» Kutipan Berita:
■ ■ ■ ■ ■

Perlu dihadirkan pihak-pihak yang menilai materi yang ada di RKUHP itu banyak yang multitafsir, masih lemah, masih belum jelas. Tanpa adanya dialog, saya pikir itu akan menjadi persoalan juga di kemudian hari
Jakarta (ANTARA) - Guru Besar Hukum Tata Negara Universitas Soedirman Muhammad Fauzan menekankan pentingnya pelibatan masyarakat untuk mencari titik temu berbagai materi dalam Rancangan Undang-undang Kitab Undang-Undang Hukum Pidana (RUU KUHP) yang dianggap kontroversial.

"Perlu dihadirkan pihak-pihak yang menilai materi yang ada di RKUHP itu banyak yang multitafsir, masih lemah, masih belum jelas. Tanpa adanya dialog, saya pikir itu akan menjadi persoalan juga di kemudian hari," tutur Muhammad Fauzan dalam keterangannya di Jakarta, Jumat.

Ia mengatakan fakta bahwa RKUHP sudah 50 tahun lebih dibahas menyiratkan dialog sudah dilakukan, tetapi merumuskan sebuah ketentuan dapat menimbulkan tafsir yang bermacam-macam dari berbagai kalangan.

Baca juga: Presiden Jokowi terima masukan pengaturan wilayah privat RUU KUHP

RKUHP yang berisi 600-an pasal itu dinilainya tidak semuanya jelek dan menyesuaikan dengan hukum yang tumbuh berkembang di masyarakat.

Menurut dia, ketegangan dan penolakan pengesahan RKUHP terjadi karena komunikasi yang terhambat.

■ ■ ■ ■ ■

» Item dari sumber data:
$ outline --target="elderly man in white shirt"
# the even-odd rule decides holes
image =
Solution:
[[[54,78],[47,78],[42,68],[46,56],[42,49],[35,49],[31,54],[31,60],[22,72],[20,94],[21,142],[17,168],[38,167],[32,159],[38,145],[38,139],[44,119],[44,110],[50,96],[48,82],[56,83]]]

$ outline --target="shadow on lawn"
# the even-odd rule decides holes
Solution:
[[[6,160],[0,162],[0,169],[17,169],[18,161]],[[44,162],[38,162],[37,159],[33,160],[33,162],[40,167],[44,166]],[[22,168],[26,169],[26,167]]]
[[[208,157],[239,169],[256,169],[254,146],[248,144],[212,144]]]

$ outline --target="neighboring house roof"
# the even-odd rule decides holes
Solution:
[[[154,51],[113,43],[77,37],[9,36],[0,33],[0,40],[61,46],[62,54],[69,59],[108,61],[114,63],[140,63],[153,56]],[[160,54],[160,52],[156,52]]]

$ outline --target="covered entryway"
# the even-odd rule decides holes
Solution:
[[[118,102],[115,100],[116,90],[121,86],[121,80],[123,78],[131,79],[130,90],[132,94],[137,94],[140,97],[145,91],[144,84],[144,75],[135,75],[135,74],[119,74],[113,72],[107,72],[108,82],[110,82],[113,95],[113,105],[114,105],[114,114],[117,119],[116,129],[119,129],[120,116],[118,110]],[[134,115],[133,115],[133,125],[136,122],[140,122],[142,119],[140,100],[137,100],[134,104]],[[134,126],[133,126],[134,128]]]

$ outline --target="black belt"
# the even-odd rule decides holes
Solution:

■ ■ ■ ■ ■

» Daftar Tugas:
A – Tentukan apakah tiap pernyataan ini sesuai dengan kutipan berita tentang RKUHP: (i) RKUHP sudah dibahas lebih dari 50 tahun; (ii) Muhammad Fauzan menilai semua pasal RKUHP jelek; (iii) ketegangan dan penolakan pengesahan RKUHP terjadi karena komunikasi yang terhambat. Jawab ya atau tidak, dan kutip kata-kata dari teks yang menentukan jawabannya.
B – Teruskan kutipan berita tentang RKUHP mulai dari kalimat sesudah kalimat terakhirnya.
Baris-baris data itu tidak dipakai sama sekali di sini.

» Jawaban Soal:
A –
(i) Ya: "RKUHP sudah 50 tahun lebih dibahas"
(ii) Tidak: "tidak semuanya jelek"
(iii) Ya: "ketegangan dan penolakan pengesahan RKUHP terjadi karena komunikasi yang terhambat"

B –
"Ada komunikasi yang tidak berjalan sebagaimana mestinya. Presiden Joko Widodo sudah bertemu jajaran pimpinan DPR, juga sudah mengumumkan penundaan pengesahan empat RUU. Mestinya, ketika mahasiswa unjuk rasa, pimpinan DPR membuat pernyataan dan meyakinkan mahasiswa bahwa empat RUU itu benar ditunda," tutur Muhammad Fauzan.

Ia menuturkan penundaan harus diinformasikan dengan jelas bukan sekadar menunda pengesahan, tetapi juga akan memberikan ruang yang seluas-luasnya kepada publik untuk ikut menyempurnakan persoalan-persoalan materi yang masih dianggap menimbulkan kontroversi.

Hal itu untuk meredam ketegangan dan penolakan dari sejumlah kalangan yang hingga hari ini masih terjadi.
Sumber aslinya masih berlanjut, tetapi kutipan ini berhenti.